→ EXTRAIT SOURCE
Ils connaissaient déjà M. de Lavardin, parce que M. de Lavardin est lieutenant du roi de Bretagne où ils avaient passé, et qu'ils avaient de grands sujets de se louer de ce marquis. On leur expliqua aussi le rang de Mme la Maréchale, et Mme la marquise de Créquy, et ils dirent que les ordre n'étaient point pour elles, et que la femme d'un homme qui entrait en conquérant dans les plus fortes places, devait avoir la liberté d'entrer partout. Comme la foule n'incommoda point pendant le souper, la conservation fut fort agréable.
La cour étant alors sur le point de partir pour Fontainebleau, M. le duc de la Feuillade vint rendre visite aux ambassadeurs. Il leur dit qu'il n'avait pas voulu partir sans prendre congé d'eux, et les remercia de la manière dont ils avaient reçu son fils et sa fille, lorsqu'ils étaient venus les voir. Il y eut de grandes honnêtetés de part et d'autres, et leur conversation fut pleine de réparties vives. Ceux qui connaissent le premier ambassadeur et M. de la Feuillade peuvent aisément se l'imaginer. Comme ce duc les avait été recevoir de la part du roi le jour de leur entrée, qu'il les avait accompagnés et conduits à l'audience de Sa Majesté, ils voulurent le distinguer en le reconduisant jusqu'au bas du degré. Il refusa autant qu'il lui fut possible de recevoir cet honneur, et s'arrêta jusqu'à quatre fois pour marquer qu'ils ne devaient pas aller plus avant. Mais leur civilité l'emporta sur la prière qu'il leur fit de ne pas descendre.
M. Aubert, introducteur des ambassadeurs auprès de Monsieur, qu'ils avaient invité à venir dîner avec eux lorsqu'ils passèrent à Saint-Cloud, étant venu leur rendre visite, ils ne cessèrent point de parler de ce prince et de ses manière obligeantes. Ils dirent qu'ils avaient apporté quantité de choses de leur pays, qui par beaucoup d'expériences avaient été reconnues fort propres à conserver la santé, et surtout à fortifier l'estomac, et qu'ils en offriraient à son Altesse Royale, s'ils osaient prendre cette liberté, non pas à cause de la valeur de ces choses, mais à cause de leur utilité. Parmi ce qu'ils ont apporté, il y a des nids d'oiseaux qui ne sont formés que de filets de poisson que les oiseaux en tirent dans le temps qu'ils veulent faire leurs nids. Ils prétendent que rien n'est meilleur que ces nids pour fortifier l'estomac (18).

→ DONNÉES D'ENTRÉE
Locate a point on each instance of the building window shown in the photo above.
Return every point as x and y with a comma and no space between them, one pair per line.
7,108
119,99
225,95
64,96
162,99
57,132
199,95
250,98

→ TÂCHES
- a) D'après l'extrait, de quoi sont formés les nids d'oiseaux apportés par les ambassadeurs ?
- b) Repérez dans la liste chaque ligne contenant le mot "point" et recopiez-la.
L'extrait et la liste ne proviennent pas de la même source.

→ RÉPONSES PAR TÂCHE
- a) Ils ne sont formés que de filets de poisson que les oiseaux en tirent au moment de faire leurs nids.

- b)
Locate a point on each instance of the building window shown in the photo above.
Return every point as x and y with a comma and no space between them, one pair per line.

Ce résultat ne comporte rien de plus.